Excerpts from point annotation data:
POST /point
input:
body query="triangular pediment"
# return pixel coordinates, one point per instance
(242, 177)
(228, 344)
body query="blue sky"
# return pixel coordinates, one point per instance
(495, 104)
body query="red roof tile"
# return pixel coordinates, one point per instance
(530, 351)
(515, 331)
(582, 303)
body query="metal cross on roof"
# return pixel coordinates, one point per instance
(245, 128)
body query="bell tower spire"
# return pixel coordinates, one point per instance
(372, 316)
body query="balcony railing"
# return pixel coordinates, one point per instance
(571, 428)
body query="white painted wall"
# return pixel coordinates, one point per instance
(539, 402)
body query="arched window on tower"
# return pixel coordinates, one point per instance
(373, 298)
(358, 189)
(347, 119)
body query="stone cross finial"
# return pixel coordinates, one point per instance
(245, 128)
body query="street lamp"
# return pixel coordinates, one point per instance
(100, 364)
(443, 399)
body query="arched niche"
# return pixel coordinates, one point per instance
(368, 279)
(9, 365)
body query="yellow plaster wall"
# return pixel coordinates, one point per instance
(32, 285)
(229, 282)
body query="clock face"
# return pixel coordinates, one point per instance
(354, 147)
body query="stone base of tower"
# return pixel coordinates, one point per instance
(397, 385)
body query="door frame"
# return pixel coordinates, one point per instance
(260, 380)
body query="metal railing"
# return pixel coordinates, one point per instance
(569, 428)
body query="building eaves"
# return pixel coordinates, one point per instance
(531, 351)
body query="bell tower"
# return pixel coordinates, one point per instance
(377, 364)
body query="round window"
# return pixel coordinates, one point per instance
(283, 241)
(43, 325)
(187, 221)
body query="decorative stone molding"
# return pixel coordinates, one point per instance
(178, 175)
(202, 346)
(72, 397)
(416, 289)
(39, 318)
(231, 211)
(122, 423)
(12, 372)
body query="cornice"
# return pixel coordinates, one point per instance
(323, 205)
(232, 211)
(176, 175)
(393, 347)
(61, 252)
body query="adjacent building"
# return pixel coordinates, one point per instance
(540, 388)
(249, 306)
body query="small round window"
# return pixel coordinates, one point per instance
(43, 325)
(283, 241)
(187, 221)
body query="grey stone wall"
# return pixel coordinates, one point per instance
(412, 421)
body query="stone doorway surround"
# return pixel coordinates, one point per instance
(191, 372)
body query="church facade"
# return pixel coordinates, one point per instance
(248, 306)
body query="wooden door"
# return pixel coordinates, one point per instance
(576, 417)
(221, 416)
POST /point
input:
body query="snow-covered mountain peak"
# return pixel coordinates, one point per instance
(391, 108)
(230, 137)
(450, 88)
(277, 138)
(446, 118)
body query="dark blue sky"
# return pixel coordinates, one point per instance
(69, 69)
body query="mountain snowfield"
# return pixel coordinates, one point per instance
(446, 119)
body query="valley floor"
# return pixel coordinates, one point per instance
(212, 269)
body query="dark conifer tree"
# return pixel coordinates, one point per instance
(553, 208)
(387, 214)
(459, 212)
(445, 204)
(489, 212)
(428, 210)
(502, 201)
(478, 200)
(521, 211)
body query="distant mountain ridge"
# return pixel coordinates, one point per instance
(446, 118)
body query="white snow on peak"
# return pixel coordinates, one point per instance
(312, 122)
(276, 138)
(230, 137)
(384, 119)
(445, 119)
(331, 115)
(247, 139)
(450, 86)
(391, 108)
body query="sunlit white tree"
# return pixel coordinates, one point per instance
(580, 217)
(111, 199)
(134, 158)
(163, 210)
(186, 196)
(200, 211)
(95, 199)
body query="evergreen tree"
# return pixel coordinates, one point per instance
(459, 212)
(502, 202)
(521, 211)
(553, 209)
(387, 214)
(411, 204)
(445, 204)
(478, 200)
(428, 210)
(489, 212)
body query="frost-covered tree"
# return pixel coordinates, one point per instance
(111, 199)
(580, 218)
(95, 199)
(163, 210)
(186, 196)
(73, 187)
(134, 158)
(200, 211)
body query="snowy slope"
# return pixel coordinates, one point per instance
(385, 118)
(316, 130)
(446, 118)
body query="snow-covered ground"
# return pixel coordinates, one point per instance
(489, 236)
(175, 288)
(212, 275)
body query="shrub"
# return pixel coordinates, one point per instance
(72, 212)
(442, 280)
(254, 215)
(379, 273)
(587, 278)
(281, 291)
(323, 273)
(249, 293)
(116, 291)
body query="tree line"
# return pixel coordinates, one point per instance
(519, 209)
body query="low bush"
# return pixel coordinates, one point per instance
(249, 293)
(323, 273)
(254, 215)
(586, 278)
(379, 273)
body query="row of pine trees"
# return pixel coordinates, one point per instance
--
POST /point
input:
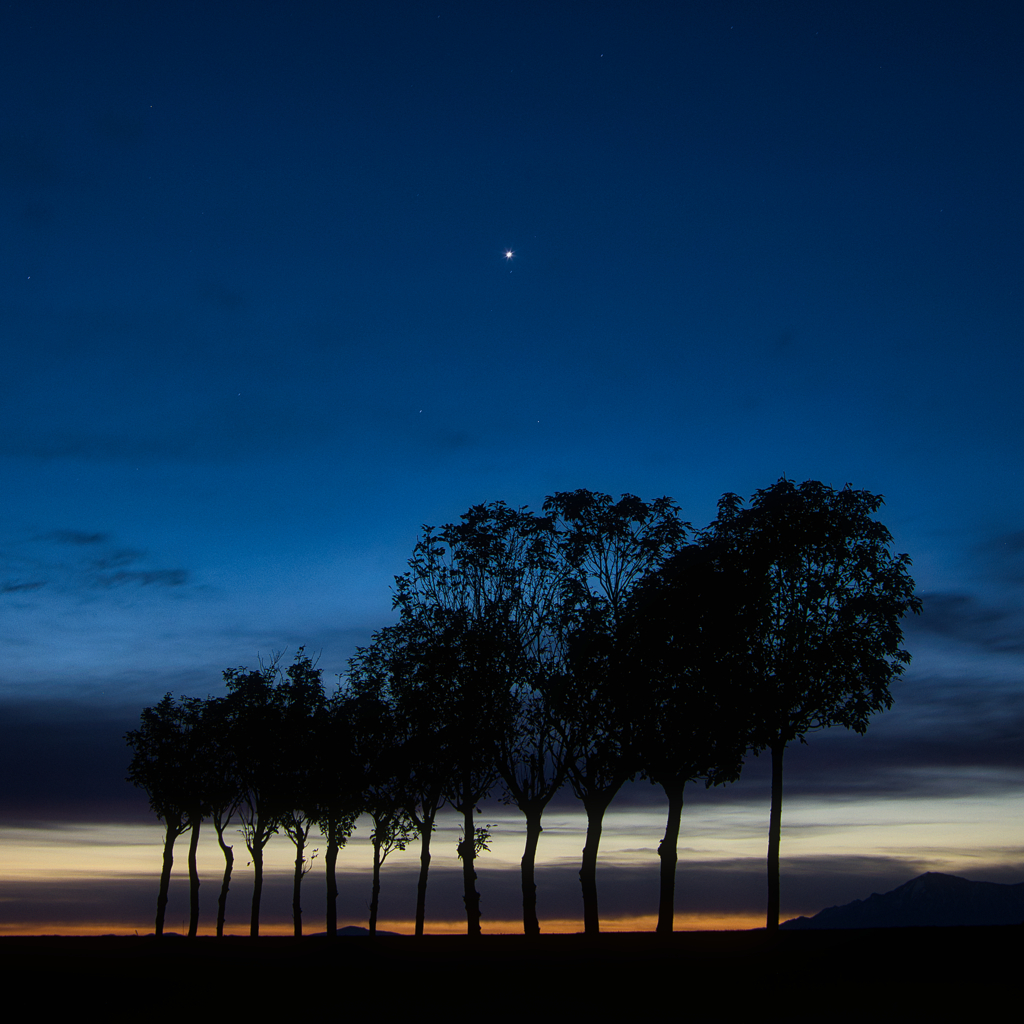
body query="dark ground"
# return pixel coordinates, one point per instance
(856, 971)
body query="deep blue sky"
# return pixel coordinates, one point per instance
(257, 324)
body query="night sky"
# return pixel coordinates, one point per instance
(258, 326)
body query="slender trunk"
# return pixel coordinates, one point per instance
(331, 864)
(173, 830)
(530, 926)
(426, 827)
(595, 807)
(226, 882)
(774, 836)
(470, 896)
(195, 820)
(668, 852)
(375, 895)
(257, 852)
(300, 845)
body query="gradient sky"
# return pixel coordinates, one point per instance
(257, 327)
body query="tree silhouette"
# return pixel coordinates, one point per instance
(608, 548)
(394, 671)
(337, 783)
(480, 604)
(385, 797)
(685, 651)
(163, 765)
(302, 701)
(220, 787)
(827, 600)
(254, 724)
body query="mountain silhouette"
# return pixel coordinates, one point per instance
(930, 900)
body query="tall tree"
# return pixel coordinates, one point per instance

* [Instruction] Pull out each line of the entries above that contains the word "wall" and copy those lines unchanged.

* [The solution]
body query="white painted wall"
body query="yellow plaster wall"
body query="grey stone wall"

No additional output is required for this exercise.